> **書面任務 1**: 將下方閱讀材料中從“GetTransactionSnapshot函數在事務處”起，一直到“t()函數修改的靜態存儲區.”為止的全部文字逐字照錄。

> **閱讀材料**:
/---
GetTransactionSnapshot函數在事務處理中為新查詢獲得相應的快照.


/*
 * GetTransactionSnapshot
 *      Get the appropriate snapshot for a new query in a transaction.
 *      在事務處理中為新查詢獲得相應的快照
 *
 * Note that the return value may point at static storage that will be modified
 * by future calls and by CommandCounterIncrement().  Callers should call
 * RegisterSnapshot or PushActiveSnapshot on the returned snap if it is to be
 * used very long.
 * 注意返回值可能會指向將來調用和CommandCounterIncrement()函數修改的靜態存儲區.
 * 如需要長時間保持快照,調用者需要調用RegisterSnapshot或者PushActiveSnapshot函數記錄快照信息.
 */
Snapshot
GetTransactionSnapshot(void)
{
    /*
     * Return historic snapshot if doing logical decoding. We'll never need a
     * non-historic transaction snapshot in this (sub-)transaction, so there's
     * no need to be careful to set one up for later calls to
     * GetTransactionSnapshot().
     * 如執行邏輯解碼,則返回歷史快照.
     * 在該事務中,我們不需要非歷史快照,因此不需要為后續的GetTransactionSnapshot()調用小心配置
     */
    if (HistoricSnapshotActive())
\---
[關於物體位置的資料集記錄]
/---
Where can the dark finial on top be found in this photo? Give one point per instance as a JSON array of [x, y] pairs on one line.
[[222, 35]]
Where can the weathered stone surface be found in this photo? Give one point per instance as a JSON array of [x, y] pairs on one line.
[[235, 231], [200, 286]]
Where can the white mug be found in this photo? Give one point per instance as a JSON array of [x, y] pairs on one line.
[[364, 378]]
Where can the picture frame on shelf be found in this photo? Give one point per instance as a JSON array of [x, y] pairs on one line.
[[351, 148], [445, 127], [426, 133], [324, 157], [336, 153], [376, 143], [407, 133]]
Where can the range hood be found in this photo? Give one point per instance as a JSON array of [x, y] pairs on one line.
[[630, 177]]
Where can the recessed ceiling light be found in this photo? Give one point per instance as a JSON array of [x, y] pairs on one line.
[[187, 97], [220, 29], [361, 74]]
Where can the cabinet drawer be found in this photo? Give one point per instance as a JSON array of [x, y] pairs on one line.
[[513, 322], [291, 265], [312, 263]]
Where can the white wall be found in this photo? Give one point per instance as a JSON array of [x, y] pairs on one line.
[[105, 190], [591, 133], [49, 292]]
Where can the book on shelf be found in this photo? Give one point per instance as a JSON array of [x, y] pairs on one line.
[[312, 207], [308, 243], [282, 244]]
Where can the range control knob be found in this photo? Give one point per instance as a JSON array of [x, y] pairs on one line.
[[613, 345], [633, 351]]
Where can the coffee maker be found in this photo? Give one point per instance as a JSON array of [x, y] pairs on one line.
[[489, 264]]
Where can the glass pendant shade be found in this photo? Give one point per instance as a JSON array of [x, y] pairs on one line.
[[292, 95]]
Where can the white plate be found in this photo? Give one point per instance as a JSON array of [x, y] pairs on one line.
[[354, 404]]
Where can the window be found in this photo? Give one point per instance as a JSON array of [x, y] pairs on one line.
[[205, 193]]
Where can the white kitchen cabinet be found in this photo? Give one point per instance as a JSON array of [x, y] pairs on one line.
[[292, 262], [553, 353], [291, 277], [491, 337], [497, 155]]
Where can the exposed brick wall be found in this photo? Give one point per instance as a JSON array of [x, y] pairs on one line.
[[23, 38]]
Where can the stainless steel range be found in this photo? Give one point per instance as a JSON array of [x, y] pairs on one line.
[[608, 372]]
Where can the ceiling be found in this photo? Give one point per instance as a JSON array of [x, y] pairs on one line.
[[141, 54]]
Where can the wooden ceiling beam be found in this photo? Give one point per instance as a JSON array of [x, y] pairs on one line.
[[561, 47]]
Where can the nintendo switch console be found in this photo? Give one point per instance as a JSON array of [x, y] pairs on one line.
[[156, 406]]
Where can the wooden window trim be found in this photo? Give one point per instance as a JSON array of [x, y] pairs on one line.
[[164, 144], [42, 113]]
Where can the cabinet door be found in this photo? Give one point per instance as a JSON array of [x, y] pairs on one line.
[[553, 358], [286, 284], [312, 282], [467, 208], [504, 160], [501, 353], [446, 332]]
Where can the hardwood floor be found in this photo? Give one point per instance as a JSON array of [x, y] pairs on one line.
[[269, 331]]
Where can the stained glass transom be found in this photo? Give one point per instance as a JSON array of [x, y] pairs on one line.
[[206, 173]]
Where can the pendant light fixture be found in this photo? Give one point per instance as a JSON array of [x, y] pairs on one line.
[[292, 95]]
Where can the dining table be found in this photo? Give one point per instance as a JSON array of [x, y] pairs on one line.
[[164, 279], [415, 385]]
\---
> **書面任務 2**: 算出上方記錄中含有字串“window”的行數，須區分大小寫，只寫出數字。

> **輸出結果 1**:
GetTransactionSnapshot函數在事務處理中為新查詢獲得相應的快照.


/*
 * GetTransactionSnapshot
 *      Get the appropriate snapshot for a new query in a transaction.
 *      在事務處理中為新查詢獲得相應的快照
 *
 * Note that the return value may point at static storage that will be modified
 * by future calls and by CommandCounterIncrement().  Callers should call
 * RegisterSnapshot or PushActiveSnapshot on the returned snap if it is to be
 * used very long.
 * 注意返回值可能會指向將來調用和CommandCounterIncrement()函數修改的靜態存儲區.

> **輸出結果 2**: 2